→ WHAT NEEDS TO BE DONE: Apart from the pictures, write out the records that follow exactly.

*** DATA SHOWN Section Begins ***

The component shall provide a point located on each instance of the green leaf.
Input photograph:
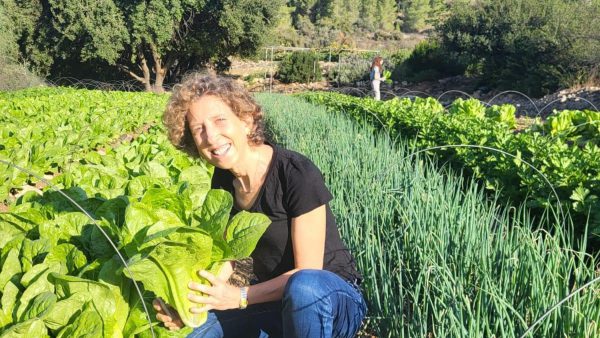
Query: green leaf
(68, 257)
(10, 293)
(10, 267)
(171, 265)
(214, 215)
(31, 328)
(244, 231)
(65, 311)
(88, 324)
(40, 306)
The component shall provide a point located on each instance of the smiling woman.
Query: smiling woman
(307, 284)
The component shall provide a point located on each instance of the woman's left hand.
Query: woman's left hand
(218, 296)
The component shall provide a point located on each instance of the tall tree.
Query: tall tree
(416, 14)
(149, 39)
(386, 14)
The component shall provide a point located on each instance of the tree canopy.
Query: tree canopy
(149, 40)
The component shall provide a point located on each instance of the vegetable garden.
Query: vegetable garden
(440, 256)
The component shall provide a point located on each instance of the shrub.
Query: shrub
(350, 69)
(15, 76)
(300, 67)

*** DATA SHOWN Section Ends ***

→ SOLUTION TO THE EXERCISE:
The component shall provide a point located on each instance of the green leaf.
Input photograph:
Query: green leaf
(68, 257)
(10, 293)
(10, 267)
(171, 265)
(214, 215)
(31, 328)
(244, 231)
(65, 311)
(88, 324)
(40, 306)
The component shall provide a point located on each instance of the smiling woman.
Query: smiling woman
(307, 284)
The component shall provide a point located on each instance of the woman's left hand.
Query: woman's left hand
(218, 296)
The component shall provide a point located on each instance of the tall tree.
Query: tall tree
(416, 14)
(149, 39)
(386, 14)
The component shall provide a point located on each instance of the tree canopy.
Query: tree canopy
(149, 40)
The component shall provide a point located on each instance of the vegetable garden.
Query: vegetable garden
(440, 256)
The component shall provide a point located on each instance of the shrub.
Query: shrub
(350, 69)
(15, 76)
(300, 67)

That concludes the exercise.